### [TEXT SECTION]
<<<<

Obama at LeJuene
“Next month will mark the sixth anniversary of the war in Iraq. By any measure this has already been a long war.”
Those were the first substantive words of today’s speech by President Barack Obama at the U.S. Marine Corps base, Camp Lejuene, NC. I listened to/watched the speech and then found the text posted on the New York Times website.
There is good news, not so good news, almost bad news, and news many hoped they would not hear.
The “good news” is that in meeting his pledge to end the war in Iraq “responsibly,” Obama will adhere to the target date of December 31, 2011 for all U.S. troops to depart Iraq as called for in the U.S.-Iraq withdrawal agreement signed this past December by President Bush and Iraqi Prime Minister Nouri al-Maliki.
The “not so good news” in the speech is that U.S. brigade combat teams will continue to go on “combat missions” through August 31, 2010. This comes out to be 18 months following Obama’s inauguration whereas when he was campaigning for the presidency he repeatedly pledged a 16 month period – but always with the caveat of consulting with military officers on the ground.
The “almost bad news” is the number of “non-combat” soldiers and Marines who will remain in Iraq after the end of combat missions: 35,000-50,000. They will be designated as enablers, advisors, training support, possibly “force protection” units – but the words “offensive” or “combat” will not be associated with the missions performed.
So what exactly will this “residual” one-third of the current U.S. contingent (142,000) do in the 16 months between the end of “combat missions” and the final withdrawal date?
As outlined by the president, the troops that are in Iraq during this transitional period will:
- advise, train, and support operations of non-sectarian Iraqi security forces;
- conduct “targeted” counterterrorism missions; and
- provide security for civilians (e.g., U.S. diplomats and aid workers) working with
Iraqis to rebuild their country.

>>>>

### [ABOUT THIS EXERCISE]
Please copy the post about Obama's Iraq speech word for word, beginning at the words "Those were the" and stopping after "Minister Nouri al-Maliki.".

### [DATA FOR ANALYSIS]
<<<<

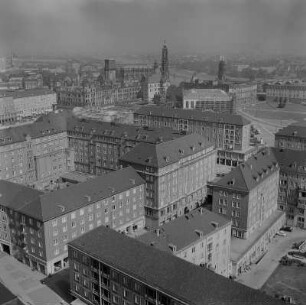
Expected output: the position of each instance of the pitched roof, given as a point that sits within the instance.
(249, 174)
(187, 282)
(184, 231)
(46, 206)
(206, 95)
(115, 130)
(206, 116)
(298, 131)
(162, 154)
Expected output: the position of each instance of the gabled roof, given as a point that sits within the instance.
(298, 131)
(184, 231)
(206, 116)
(46, 206)
(162, 154)
(249, 174)
(187, 282)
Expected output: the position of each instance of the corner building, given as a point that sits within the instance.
(109, 268)
(176, 173)
(39, 225)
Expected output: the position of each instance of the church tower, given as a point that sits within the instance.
(221, 69)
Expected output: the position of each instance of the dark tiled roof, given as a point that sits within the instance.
(128, 132)
(34, 130)
(207, 116)
(298, 131)
(249, 174)
(181, 232)
(45, 206)
(289, 158)
(176, 277)
(163, 154)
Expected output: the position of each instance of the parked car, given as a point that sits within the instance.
(287, 229)
(281, 233)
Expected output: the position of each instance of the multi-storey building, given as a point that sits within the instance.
(292, 92)
(8, 114)
(99, 145)
(292, 185)
(248, 196)
(33, 102)
(291, 137)
(226, 131)
(176, 173)
(40, 224)
(215, 100)
(201, 237)
(101, 274)
(35, 154)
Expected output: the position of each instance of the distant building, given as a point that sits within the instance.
(100, 274)
(34, 154)
(201, 237)
(292, 92)
(176, 173)
(208, 100)
(224, 131)
(99, 145)
(292, 185)
(248, 196)
(291, 137)
(39, 225)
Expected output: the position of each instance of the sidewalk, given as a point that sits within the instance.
(261, 272)
(25, 283)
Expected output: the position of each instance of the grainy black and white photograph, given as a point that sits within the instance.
(152, 152)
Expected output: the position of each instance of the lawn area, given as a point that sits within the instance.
(288, 280)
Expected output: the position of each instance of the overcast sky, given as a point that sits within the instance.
(97, 26)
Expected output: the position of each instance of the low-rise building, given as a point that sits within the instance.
(226, 131)
(291, 137)
(176, 173)
(215, 100)
(110, 268)
(292, 185)
(39, 225)
(200, 237)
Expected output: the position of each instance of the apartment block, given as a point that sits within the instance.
(200, 237)
(292, 185)
(35, 154)
(176, 173)
(291, 137)
(99, 145)
(225, 131)
(101, 274)
(39, 225)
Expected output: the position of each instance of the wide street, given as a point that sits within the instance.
(25, 283)
(260, 273)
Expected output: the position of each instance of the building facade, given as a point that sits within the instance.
(99, 145)
(200, 237)
(226, 131)
(291, 137)
(100, 274)
(248, 194)
(292, 186)
(215, 100)
(176, 173)
(35, 154)
(39, 225)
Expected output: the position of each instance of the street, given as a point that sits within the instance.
(260, 273)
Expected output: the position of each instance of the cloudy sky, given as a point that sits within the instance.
(97, 26)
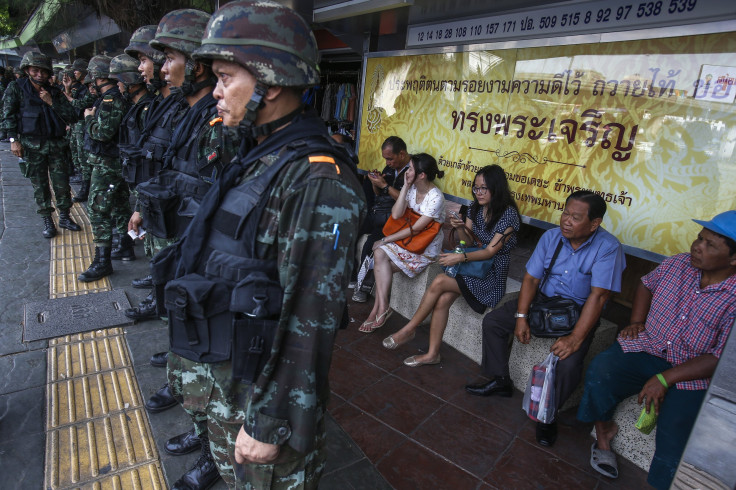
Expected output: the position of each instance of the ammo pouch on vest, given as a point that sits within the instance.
(200, 322)
(163, 270)
(158, 205)
(256, 305)
(131, 159)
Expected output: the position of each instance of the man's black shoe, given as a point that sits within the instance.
(159, 359)
(49, 230)
(202, 475)
(546, 434)
(183, 443)
(161, 400)
(144, 311)
(142, 283)
(65, 221)
(500, 385)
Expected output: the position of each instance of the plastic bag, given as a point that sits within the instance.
(539, 396)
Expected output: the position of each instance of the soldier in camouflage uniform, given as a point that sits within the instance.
(165, 112)
(124, 68)
(109, 206)
(274, 237)
(81, 98)
(193, 161)
(35, 116)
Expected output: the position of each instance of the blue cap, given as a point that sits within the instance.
(723, 224)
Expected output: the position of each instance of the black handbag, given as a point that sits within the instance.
(552, 316)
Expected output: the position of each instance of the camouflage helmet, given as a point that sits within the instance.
(272, 41)
(124, 68)
(99, 67)
(139, 44)
(80, 64)
(36, 59)
(181, 30)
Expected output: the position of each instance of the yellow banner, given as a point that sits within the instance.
(649, 125)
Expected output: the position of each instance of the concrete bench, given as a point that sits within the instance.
(464, 325)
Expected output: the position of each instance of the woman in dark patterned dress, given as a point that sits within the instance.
(494, 218)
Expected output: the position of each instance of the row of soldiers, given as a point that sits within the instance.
(250, 209)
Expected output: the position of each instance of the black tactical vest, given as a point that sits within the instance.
(36, 118)
(229, 305)
(156, 138)
(104, 148)
(130, 134)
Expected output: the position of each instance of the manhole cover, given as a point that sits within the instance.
(74, 314)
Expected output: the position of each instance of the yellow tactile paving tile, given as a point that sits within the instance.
(79, 337)
(90, 397)
(88, 357)
(97, 432)
(98, 449)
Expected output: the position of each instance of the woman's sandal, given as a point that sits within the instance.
(382, 318)
(369, 327)
(366, 327)
(390, 344)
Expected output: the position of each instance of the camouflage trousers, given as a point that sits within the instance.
(45, 160)
(210, 390)
(108, 205)
(79, 156)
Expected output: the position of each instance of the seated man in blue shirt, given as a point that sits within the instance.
(587, 270)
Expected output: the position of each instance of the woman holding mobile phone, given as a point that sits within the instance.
(494, 220)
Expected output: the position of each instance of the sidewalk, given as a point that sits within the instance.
(390, 426)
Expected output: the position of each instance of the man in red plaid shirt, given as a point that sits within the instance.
(682, 314)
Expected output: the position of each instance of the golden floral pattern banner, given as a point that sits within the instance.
(642, 123)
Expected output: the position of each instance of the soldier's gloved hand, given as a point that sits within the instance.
(17, 149)
(248, 450)
(46, 97)
(135, 222)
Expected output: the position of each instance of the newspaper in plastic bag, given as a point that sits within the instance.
(539, 396)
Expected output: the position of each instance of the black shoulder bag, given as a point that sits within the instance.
(552, 316)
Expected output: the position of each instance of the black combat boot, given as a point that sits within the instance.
(125, 250)
(146, 309)
(101, 266)
(83, 193)
(204, 472)
(65, 221)
(49, 230)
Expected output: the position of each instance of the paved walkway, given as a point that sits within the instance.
(389, 425)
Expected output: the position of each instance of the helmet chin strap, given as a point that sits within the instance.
(99, 87)
(131, 95)
(188, 88)
(249, 132)
(245, 127)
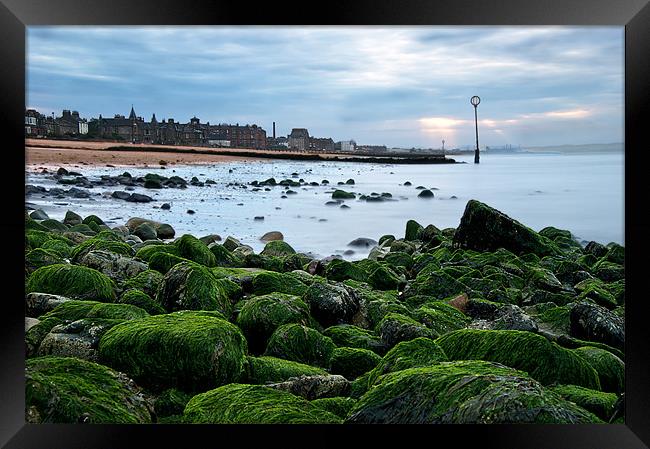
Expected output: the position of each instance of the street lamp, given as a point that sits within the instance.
(475, 100)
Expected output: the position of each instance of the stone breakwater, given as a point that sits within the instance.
(488, 322)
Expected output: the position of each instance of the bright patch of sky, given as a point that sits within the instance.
(396, 86)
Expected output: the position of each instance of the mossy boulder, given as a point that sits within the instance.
(339, 406)
(277, 248)
(300, 344)
(352, 362)
(194, 249)
(140, 299)
(69, 390)
(253, 404)
(599, 403)
(355, 337)
(270, 282)
(71, 281)
(610, 368)
(441, 318)
(340, 270)
(192, 351)
(223, 257)
(263, 370)
(464, 392)
(331, 304)
(394, 328)
(190, 286)
(483, 228)
(40, 257)
(148, 281)
(262, 315)
(171, 402)
(541, 359)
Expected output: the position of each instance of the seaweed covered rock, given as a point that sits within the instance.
(314, 387)
(253, 404)
(278, 248)
(72, 281)
(349, 335)
(331, 304)
(300, 344)
(171, 402)
(394, 328)
(483, 228)
(270, 282)
(263, 370)
(339, 406)
(352, 362)
(262, 315)
(190, 286)
(592, 322)
(599, 403)
(192, 351)
(195, 250)
(610, 368)
(541, 359)
(115, 266)
(140, 299)
(340, 270)
(69, 390)
(464, 392)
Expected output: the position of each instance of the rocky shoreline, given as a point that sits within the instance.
(488, 322)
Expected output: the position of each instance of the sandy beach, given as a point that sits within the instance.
(55, 153)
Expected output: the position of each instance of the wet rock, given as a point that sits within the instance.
(483, 228)
(592, 322)
(315, 387)
(272, 236)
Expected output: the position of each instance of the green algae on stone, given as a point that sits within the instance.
(190, 286)
(171, 402)
(254, 404)
(352, 362)
(348, 335)
(339, 406)
(140, 299)
(599, 403)
(72, 281)
(300, 344)
(192, 351)
(262, 315)
(69, 390)
(610, 368)
(271, 282)
(541, 359)
(464, 392)
(265, 369)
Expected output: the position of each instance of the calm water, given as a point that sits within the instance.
(581, 193)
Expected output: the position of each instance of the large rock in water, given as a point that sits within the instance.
(69, 390)
(483, 228)
(193, 351)
(464, 392)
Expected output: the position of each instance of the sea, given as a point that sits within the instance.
(583, 193)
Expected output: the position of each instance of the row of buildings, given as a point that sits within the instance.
(135, 129)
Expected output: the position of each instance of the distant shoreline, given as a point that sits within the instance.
(42, 152)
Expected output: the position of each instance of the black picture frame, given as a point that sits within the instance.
(634, 15)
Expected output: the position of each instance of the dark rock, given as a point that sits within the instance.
(592, 322)
(483, 228)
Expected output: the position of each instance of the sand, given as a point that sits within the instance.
(59, 153)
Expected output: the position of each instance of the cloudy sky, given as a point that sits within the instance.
(398, 86)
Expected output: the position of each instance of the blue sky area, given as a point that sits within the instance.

>>>>

### [EXPECTED ANSWER]
Those were the first substantive words of today’s speech by President Barack Obama at the U.S. Marine Corps base, Camp Lejuene, NC. I listened to/watched the speech and then found the text posted on the New York Times website.
There is good news, not so good news, almost bad news, and news many hoped they would not hear.
The “good news” is that in meeting his pledge to end the war in Iraq “responsibly,” Obama will adhere to the target date of December 31, 2011 for all U.S. troops to depart Iraq as called for in the U.S.-Iraq withdrawal agreement signed this past December by President Bush and Iraqi Prime Minister Nouri al-Maliki.